— BEGIN Text segment —

On the front. The back would read, "Yet."

************

I'll leave you with this additional gem from my wife. Citing the book of Proverbs (Isaiah needs a rest), she referred to the verse that says, "For everything, there is a season ..."

That's akin to seeking the natural course of things. In the markets, there's a time to prosper, and a time to lose your shirt.

But what Washington is trying to do is make it summer all the time. As the leaves start to turn colors and fall, lawmakers are up the trees with Elmer's glue and green spray paint.

Good luck with that.

4 comments:

smrstrauss said...

Re: Well, he wants to let people withdraw up to $10,000 from their tax-deferred retirement accounts, penalty-free. Won't that make the value of the accounts go down, even if the market doesn't?'

Not necessarily. If you have an 401k or Roth account with stock A, B, C, D etc, and you must withdraw for tax reasons but do not need the cash, you can sell all the stocks,and immediately buy them all back, only now in a taxable account.

Many investors would do this anyway, rather than cash in the stocks at the bottom of the market. In order to encourage more people to do this (hold stocks rather than turn them to cash), it would be simple to wave taxes on this new account for say, three years. (This has not been proposed, but it is what I propose.)

If the 401K holder MUST withdraw the stocks because they need the money -- not because of the age requirement -- then prior to the Obama plan the money involved would have been taxable. The investor would still have had to cash in the stocks, only in this case now there isn't a tax on $10,000.

Brian Hague said...

I'm aware of that - it was actually meant as a joke. But I disagree with your assertion that "many investors would do this anyway" - emphasis on "many," which is a relative term.

Most people would take out the $10k and do something silly with it - and I suspect that's exactly what the good Senator hopes for: stimulate the economy today, by encouraging dis-saving for the future.

— END Text segment —
— BEGIN Records —

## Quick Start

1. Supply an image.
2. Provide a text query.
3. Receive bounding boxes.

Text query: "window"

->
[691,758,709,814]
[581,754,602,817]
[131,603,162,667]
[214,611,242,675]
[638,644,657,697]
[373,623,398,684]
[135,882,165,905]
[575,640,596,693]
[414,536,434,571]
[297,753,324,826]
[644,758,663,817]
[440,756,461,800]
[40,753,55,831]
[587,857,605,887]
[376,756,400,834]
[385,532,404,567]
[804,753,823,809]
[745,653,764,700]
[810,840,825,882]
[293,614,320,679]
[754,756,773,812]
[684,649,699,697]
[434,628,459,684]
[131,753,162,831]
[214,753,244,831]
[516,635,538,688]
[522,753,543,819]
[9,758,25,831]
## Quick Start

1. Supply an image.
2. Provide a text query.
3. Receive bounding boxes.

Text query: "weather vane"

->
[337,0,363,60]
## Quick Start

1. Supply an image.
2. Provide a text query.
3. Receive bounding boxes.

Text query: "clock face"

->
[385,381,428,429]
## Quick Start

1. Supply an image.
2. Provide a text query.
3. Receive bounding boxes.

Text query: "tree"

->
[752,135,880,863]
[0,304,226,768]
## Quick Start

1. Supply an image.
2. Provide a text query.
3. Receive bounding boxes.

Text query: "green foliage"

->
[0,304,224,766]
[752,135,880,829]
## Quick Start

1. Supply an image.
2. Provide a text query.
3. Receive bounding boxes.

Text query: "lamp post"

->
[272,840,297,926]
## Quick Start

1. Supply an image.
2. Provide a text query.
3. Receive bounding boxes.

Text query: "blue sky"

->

— END Records —

▶ **Challenge 1**
In the post on retirement withdrawals, rewrite the part that opens with the words containing "Not necessarily. If" and closes with "what I propose.)", switching "stocks" to "shares".
▶ **Challenge 2**
In the post on retirement withdrawals, why does the commenter propose waiving taxes on the new taxable account for about three years?
▶ **Challenge 3**
In the post on retirement withdrawals, what are lawmakers described as carrying up the trees?
The data come from a different source than the text.

▶ **Response 1**
Not necessarily. If you have an 401k or Roth account with stock A, B, C, D etc, and you must withdraw for tax reasons but do not need the cash, you can sell all the shares,and immediately buy them all back, only now in a taxable account.

Many investors would do this anyway, rather than cash in the shares at the bottom of the market. In order to encourage more people to do this (hold shares rather than turn them to cash), it would be simple to wave taxes on this new account for say, three years. (This has not been proposed, but it is what I propose.)

▶ **Response 2**
The commenter proposes it to encourage more people to hold stocks rather than turn them into cash.

▶ **Response 3**
They carry Elmer's glue and green spray paint.